Point labeling data from photos:
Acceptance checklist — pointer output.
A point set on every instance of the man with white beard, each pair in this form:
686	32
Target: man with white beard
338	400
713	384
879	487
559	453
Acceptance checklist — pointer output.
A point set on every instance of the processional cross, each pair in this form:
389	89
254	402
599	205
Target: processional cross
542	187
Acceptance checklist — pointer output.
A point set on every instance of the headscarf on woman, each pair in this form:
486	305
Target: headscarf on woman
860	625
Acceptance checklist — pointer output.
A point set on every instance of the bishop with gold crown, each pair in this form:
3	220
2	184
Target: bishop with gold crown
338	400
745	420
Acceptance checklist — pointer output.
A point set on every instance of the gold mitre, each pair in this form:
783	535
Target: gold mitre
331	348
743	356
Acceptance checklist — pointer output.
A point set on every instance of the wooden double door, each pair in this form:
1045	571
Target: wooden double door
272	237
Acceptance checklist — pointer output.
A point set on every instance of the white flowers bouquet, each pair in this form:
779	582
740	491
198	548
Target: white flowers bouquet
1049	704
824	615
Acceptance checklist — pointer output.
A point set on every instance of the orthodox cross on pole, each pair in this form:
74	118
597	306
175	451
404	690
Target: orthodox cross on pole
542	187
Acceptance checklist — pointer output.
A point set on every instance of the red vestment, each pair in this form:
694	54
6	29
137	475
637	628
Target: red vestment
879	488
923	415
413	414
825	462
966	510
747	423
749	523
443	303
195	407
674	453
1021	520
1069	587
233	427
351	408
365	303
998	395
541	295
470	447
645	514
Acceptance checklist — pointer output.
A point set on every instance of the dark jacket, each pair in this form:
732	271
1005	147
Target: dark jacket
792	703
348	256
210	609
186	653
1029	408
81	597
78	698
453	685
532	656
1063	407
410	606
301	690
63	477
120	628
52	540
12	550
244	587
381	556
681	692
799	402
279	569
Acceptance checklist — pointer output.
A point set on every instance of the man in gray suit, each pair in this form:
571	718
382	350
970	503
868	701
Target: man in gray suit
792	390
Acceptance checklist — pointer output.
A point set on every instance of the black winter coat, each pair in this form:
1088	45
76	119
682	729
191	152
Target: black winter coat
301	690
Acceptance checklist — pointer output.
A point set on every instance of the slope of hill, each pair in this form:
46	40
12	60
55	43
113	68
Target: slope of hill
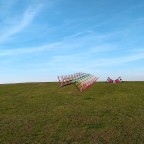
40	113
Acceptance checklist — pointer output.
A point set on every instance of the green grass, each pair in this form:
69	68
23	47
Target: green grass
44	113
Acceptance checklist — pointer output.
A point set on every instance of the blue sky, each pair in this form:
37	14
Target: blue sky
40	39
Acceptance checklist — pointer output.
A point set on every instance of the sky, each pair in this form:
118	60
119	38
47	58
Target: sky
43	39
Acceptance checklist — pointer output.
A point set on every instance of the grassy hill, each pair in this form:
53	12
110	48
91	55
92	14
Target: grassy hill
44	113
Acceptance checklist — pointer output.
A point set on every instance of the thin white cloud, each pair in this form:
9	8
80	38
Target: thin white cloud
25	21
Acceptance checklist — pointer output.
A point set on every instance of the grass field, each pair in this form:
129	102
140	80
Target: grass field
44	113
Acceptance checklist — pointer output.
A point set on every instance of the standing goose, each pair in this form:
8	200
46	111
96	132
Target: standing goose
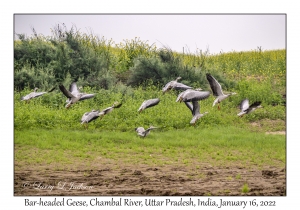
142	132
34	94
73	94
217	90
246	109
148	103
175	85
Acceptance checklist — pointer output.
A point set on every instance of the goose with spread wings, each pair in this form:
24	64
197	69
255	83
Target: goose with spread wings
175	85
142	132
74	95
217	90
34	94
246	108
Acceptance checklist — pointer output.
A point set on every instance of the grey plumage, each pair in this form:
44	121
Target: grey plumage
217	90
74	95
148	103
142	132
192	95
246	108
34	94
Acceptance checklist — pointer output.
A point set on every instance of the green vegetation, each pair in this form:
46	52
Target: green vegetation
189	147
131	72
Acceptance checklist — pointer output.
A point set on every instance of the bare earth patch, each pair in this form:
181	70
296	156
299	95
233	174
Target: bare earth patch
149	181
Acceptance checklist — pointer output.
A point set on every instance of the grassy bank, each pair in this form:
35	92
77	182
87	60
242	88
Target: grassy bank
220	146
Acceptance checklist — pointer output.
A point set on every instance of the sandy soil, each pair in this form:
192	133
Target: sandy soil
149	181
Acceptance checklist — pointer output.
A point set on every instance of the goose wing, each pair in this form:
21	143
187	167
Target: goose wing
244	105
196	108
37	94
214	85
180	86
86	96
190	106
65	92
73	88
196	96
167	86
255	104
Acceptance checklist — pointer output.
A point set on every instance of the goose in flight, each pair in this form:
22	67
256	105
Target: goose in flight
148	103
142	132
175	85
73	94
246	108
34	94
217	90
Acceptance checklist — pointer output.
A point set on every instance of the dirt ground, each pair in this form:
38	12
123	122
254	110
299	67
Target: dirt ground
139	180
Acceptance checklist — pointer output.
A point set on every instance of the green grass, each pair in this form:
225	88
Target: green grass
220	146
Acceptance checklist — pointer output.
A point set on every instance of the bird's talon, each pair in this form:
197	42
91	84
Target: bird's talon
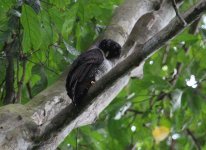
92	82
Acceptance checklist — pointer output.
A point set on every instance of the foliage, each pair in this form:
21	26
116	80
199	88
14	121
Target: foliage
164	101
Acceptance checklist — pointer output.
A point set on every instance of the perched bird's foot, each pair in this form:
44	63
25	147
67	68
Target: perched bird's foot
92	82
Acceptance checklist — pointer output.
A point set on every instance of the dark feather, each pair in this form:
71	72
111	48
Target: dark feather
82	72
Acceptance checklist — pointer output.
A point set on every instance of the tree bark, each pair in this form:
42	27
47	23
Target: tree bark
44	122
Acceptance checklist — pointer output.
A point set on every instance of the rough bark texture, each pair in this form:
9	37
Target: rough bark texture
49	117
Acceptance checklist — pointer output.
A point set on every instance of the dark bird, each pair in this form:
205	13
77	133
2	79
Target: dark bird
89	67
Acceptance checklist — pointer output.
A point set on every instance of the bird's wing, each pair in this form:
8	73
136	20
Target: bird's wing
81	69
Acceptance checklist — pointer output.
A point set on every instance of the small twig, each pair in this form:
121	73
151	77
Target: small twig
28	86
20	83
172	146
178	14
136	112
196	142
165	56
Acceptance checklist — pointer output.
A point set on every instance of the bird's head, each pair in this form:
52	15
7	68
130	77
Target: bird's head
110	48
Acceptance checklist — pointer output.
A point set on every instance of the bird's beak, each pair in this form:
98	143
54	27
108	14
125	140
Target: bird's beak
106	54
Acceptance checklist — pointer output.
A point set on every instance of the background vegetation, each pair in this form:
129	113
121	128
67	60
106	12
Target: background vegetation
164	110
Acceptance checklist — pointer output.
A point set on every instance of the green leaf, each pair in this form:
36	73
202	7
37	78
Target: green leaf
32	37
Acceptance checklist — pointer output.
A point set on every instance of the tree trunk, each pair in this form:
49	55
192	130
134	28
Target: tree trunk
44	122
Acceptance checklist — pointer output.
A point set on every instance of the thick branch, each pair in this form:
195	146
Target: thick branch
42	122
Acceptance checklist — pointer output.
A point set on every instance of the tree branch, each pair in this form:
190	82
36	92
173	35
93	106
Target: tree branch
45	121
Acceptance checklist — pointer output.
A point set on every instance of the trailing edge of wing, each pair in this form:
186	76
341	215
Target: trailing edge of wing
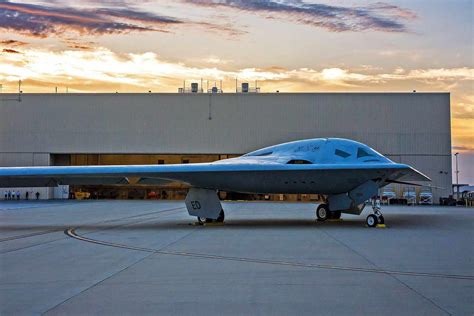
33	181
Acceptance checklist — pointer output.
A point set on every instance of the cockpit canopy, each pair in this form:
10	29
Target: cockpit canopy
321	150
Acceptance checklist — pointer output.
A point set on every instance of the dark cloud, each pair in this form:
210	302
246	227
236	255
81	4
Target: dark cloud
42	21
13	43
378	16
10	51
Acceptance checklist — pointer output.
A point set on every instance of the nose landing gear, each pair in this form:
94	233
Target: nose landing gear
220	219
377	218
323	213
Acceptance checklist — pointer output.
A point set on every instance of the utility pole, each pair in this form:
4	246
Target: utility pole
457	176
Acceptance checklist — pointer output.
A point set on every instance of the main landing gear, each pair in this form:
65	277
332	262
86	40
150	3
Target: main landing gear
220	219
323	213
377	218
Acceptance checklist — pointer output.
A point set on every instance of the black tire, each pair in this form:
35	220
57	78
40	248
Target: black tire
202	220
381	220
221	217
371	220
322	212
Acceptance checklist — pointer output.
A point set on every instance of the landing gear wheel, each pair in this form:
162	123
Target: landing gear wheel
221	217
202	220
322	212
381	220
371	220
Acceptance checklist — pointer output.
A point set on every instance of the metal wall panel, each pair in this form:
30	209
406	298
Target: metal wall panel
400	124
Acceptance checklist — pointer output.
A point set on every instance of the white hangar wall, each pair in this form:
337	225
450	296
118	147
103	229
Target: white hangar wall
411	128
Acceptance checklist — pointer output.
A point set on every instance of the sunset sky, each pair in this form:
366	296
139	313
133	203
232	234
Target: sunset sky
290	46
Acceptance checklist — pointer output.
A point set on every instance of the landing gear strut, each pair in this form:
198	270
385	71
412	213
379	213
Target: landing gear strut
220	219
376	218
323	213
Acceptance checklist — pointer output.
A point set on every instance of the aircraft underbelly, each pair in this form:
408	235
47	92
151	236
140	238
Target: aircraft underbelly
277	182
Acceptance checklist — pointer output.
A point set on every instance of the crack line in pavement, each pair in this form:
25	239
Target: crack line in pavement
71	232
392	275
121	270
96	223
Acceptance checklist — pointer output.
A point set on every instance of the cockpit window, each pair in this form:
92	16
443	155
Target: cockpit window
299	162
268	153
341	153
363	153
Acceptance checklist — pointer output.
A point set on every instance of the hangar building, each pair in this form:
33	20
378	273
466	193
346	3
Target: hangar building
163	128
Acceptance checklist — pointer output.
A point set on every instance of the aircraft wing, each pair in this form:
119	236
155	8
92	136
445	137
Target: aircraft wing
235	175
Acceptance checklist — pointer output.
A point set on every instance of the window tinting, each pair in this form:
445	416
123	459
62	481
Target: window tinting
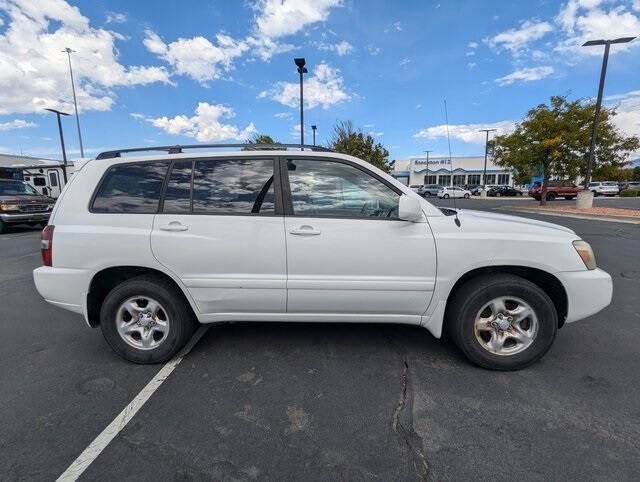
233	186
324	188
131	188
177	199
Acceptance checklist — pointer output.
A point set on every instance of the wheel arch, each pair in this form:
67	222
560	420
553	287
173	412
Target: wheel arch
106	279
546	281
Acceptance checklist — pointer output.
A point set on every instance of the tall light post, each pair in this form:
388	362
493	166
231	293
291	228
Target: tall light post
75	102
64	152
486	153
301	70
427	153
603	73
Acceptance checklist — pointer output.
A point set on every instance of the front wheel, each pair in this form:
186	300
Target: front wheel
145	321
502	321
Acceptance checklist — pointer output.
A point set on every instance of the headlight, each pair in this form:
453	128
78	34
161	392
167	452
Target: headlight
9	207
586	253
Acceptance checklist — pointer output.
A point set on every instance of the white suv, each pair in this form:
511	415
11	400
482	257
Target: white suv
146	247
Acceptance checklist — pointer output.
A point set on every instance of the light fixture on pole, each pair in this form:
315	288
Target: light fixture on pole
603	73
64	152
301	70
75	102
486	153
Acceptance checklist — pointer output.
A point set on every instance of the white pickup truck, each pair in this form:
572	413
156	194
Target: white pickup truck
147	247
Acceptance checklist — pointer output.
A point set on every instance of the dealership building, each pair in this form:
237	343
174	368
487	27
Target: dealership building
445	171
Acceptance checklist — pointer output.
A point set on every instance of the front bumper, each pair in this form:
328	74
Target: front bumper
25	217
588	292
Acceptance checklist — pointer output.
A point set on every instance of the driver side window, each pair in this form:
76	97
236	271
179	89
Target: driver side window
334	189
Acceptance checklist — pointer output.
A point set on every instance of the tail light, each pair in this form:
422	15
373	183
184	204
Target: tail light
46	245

* * *

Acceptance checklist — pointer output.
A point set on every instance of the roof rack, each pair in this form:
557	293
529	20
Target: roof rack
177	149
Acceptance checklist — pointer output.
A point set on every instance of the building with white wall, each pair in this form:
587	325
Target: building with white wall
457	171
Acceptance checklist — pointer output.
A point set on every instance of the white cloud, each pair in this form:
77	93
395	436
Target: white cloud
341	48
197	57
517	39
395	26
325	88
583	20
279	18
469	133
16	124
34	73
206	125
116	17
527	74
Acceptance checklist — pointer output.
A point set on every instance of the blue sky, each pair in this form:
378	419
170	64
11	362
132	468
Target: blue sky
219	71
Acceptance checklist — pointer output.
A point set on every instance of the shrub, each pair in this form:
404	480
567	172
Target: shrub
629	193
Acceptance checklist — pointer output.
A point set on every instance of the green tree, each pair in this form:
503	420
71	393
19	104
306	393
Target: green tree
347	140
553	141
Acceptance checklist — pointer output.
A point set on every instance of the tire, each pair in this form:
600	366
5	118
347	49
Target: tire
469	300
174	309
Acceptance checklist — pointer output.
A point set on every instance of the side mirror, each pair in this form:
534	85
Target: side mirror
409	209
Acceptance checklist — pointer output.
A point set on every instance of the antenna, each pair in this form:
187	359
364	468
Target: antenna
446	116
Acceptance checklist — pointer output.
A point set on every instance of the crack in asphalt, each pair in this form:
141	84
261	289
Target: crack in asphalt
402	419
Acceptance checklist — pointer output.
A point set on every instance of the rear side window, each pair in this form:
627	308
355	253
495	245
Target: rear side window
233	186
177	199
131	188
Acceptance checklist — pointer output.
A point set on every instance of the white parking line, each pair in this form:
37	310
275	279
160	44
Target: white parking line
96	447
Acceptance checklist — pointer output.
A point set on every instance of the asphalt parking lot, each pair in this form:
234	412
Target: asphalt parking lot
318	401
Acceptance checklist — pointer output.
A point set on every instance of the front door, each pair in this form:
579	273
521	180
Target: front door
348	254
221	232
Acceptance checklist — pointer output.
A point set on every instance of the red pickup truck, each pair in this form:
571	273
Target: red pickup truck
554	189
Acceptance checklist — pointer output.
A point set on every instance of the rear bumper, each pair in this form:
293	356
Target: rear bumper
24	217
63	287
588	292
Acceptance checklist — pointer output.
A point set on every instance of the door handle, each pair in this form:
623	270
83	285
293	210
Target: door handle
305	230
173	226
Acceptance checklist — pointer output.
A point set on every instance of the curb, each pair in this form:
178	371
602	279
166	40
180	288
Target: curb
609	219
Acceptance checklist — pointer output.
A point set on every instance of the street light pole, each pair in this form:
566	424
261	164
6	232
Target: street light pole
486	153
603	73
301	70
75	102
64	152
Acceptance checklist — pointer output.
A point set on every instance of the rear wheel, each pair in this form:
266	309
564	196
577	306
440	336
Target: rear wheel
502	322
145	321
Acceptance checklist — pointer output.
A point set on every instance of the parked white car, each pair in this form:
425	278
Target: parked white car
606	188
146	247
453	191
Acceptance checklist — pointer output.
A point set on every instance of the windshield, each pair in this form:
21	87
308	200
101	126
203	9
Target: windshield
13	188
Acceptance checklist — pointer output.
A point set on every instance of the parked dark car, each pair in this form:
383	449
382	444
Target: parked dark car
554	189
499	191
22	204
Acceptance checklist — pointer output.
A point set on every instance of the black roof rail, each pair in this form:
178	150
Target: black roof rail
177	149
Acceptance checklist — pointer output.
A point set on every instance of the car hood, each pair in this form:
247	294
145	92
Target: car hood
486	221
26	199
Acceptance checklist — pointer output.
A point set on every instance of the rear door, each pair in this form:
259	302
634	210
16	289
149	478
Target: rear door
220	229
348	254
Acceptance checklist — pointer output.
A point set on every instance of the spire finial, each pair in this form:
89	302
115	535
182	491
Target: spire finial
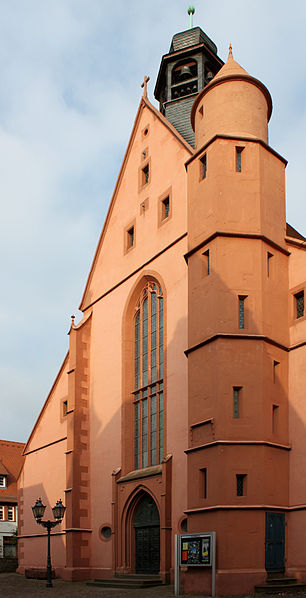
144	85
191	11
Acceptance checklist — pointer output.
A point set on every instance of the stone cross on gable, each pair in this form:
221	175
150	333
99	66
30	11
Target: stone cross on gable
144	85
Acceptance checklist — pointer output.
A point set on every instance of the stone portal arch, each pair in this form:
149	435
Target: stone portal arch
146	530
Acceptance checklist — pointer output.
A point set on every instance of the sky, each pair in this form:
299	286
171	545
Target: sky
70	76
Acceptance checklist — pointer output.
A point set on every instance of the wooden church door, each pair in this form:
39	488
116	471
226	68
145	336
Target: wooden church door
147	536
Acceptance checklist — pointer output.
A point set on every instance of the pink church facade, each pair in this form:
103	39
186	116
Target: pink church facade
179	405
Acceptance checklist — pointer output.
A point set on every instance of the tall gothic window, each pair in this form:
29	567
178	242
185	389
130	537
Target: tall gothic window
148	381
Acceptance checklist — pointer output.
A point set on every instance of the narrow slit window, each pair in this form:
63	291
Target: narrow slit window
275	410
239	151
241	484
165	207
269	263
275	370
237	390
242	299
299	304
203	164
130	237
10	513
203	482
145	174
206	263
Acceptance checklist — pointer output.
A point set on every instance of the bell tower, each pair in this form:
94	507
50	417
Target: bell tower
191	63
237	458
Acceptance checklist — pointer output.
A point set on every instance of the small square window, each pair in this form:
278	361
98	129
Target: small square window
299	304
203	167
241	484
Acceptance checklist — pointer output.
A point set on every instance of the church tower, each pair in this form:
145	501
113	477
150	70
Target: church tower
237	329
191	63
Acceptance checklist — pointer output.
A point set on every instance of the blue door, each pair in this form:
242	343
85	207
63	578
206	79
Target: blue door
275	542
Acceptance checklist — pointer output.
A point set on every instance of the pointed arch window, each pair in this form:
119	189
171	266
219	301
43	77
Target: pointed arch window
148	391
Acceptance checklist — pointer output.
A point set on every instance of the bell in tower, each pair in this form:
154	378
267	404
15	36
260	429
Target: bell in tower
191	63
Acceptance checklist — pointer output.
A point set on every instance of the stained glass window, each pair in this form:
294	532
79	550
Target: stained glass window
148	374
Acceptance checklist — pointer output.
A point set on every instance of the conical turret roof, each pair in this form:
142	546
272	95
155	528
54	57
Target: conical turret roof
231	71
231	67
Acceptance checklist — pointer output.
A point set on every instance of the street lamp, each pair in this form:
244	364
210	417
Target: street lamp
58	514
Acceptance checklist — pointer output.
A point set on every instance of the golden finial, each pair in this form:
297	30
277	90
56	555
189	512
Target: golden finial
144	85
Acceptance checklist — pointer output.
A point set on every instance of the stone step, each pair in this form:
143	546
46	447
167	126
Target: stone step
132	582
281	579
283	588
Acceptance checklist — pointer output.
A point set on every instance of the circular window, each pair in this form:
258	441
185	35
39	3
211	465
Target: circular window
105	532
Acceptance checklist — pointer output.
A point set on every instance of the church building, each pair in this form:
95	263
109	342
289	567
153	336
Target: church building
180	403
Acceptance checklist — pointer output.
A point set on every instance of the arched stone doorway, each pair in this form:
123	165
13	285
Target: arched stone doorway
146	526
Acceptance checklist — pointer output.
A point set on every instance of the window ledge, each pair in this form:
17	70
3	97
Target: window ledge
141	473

=== WHAT THE TASK REQUIRES ===
How many lines in the items above contain the word "landing"? Reply with the number alone.

=== ANSWER TO THIS EXERCISE ===
8